▶ _What you will do_: Duplicate the lines of every one of the following entries exactly, without any change.

▶ _Supplied material_:
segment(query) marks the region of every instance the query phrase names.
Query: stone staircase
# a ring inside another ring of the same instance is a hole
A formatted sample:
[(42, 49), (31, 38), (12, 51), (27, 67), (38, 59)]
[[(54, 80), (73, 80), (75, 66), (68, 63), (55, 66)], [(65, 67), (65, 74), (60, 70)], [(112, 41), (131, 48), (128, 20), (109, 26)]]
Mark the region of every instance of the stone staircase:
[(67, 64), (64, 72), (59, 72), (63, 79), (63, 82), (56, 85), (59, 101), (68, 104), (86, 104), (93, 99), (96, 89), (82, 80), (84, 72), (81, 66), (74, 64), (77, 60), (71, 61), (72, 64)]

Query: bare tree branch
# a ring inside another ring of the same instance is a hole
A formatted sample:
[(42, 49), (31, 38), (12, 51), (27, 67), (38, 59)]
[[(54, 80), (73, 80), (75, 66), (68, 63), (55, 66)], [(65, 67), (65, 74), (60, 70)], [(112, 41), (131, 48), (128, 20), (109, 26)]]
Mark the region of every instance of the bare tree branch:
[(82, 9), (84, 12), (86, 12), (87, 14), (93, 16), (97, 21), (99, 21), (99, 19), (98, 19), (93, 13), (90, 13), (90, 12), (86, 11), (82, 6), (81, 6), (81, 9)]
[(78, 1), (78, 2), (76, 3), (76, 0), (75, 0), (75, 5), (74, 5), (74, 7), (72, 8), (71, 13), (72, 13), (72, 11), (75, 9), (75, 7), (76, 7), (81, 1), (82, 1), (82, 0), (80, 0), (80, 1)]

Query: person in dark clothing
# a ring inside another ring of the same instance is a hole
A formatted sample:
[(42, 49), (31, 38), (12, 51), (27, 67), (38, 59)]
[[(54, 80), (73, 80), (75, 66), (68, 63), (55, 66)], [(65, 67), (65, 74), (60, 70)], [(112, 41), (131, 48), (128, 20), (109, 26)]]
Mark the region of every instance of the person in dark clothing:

▶ _Answer_:
segment(query) marks the region of every instance the query phrase names.
Query: stone staircase
# a ring inside another ring of the same instance is a hole
A formatted sample:
[(42, 49), (31, 38), (12, 51), (27, 67), (38, 59)]
[[(54, 80), (73, 80), (75, 66), (68, 63), (55, 66)], [(65, 67), (65, 74), (60, 70)], [(112, 41), (131, 48), (128, 20), (109, 26)]]
Mark the region of every instance of the stone staircase:
[(67, 64), (64, 72), (59, 72), (63, 79), (63, 82), (56, 85), (59, 101), (68, 104), (86, 104), (93, 99), (96, 89), (82, 80), (84, 72), (81, 66), (74, 64), (77, 60), (71, 61), (72, 64)]

Query: bare tree branch
# a ring inside another ring of the same instance is a hole
A formatted sample:
[(42, 49), (31, 38), (12, 51), (27, 67), (38, 59)]
[[(54, 80), (73, 80), (75, 66), (68, 63), (55, 66)], [(65, 67), (65, 74), (60, 70)], [(112, 41), (131, 48), (128, 20), (109, 26)]]
Mark the region of every instance of the bare tree branch:
[(82, 9), (84, 12), (86, 12), (87, 14), (93, 16), (97, 21), (99, 21), (99, 19), (98, 19), (93, 13), (90, 13), (90, 12), (86, 11), (82, 6), (81, 6), (81, 9)]
[(78, 1), (78, 2), (76, 3), (76, 0), (75, 0), (75, 5), (74, 5), (74, 7), (72, 8), (71, 13), (72, 13), (72, 11), (75, 9), (75, 7), (76, 7), (81, 1), (82, 1), (82, 0), (80, 0), (80, 1)]

Query: person in dark clothing
# a ring inside another ring of the same instance is a hole
A formatted sample:
[(42, 49), (31, 38), (12, 51), (27, 67), (38, 59)]
[[(54, 80), (73, 80), (75, 66), (68, 63), (55, 66)], [(65, 67), (65, 74), (60, 70)], [(112, 41), (131, 48), (128, 20), (109, 26)]]
Mark the region of every instance of the person in dark clothing:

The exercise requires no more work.